## Task to carry out
For this listing, the lines between the one holding "Check that every instance of the clergy" and the one holding "Check that every instance of the crucifix", inclusive, must be set down exactly.

#####

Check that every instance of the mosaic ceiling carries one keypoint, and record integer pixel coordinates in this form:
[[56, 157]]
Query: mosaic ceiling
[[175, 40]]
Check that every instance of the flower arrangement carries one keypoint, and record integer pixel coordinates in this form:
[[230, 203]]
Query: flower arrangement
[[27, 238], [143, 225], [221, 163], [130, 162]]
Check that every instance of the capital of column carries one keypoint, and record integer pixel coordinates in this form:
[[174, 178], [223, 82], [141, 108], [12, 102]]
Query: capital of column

#####

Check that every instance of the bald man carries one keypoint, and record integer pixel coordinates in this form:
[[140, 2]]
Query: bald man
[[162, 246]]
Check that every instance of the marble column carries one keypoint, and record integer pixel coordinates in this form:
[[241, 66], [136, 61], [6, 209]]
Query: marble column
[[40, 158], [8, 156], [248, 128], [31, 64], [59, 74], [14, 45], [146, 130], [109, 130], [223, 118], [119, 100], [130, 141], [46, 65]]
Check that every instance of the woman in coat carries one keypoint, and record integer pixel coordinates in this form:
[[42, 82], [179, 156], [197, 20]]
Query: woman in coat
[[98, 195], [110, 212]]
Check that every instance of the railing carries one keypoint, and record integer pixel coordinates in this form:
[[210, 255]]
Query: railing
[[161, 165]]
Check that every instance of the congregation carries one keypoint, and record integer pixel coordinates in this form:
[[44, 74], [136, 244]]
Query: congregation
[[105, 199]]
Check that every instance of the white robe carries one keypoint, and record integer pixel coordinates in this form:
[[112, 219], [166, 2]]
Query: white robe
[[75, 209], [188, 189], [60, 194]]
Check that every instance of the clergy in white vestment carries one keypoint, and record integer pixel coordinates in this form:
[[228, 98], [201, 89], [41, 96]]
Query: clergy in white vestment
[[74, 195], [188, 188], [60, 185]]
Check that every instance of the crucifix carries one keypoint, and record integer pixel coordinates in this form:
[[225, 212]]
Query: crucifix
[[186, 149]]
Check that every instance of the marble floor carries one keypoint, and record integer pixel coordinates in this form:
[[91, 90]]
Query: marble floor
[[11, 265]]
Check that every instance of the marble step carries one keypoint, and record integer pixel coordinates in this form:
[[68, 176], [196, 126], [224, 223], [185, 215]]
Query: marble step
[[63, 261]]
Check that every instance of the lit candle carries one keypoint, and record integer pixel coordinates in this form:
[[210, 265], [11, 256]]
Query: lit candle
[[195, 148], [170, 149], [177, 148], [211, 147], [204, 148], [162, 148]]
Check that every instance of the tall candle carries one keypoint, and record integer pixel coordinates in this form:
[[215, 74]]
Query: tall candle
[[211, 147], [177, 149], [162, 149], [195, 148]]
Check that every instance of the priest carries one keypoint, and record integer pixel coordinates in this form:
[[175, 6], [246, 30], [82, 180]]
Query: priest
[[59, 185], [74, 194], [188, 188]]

#####

## Exercise result
Check that every instance of the clergy in white vestment carries one keypoint, and record integer pixel coordinates in this form:
[[228, 98], [201, 89], [41, 96]]
Query: clergy in white vestment
[[74, 195], [188, 188], [60, 185]]
Check that every instance of the crucifix carries one keypoint, and record integer pixel coordinates in this form:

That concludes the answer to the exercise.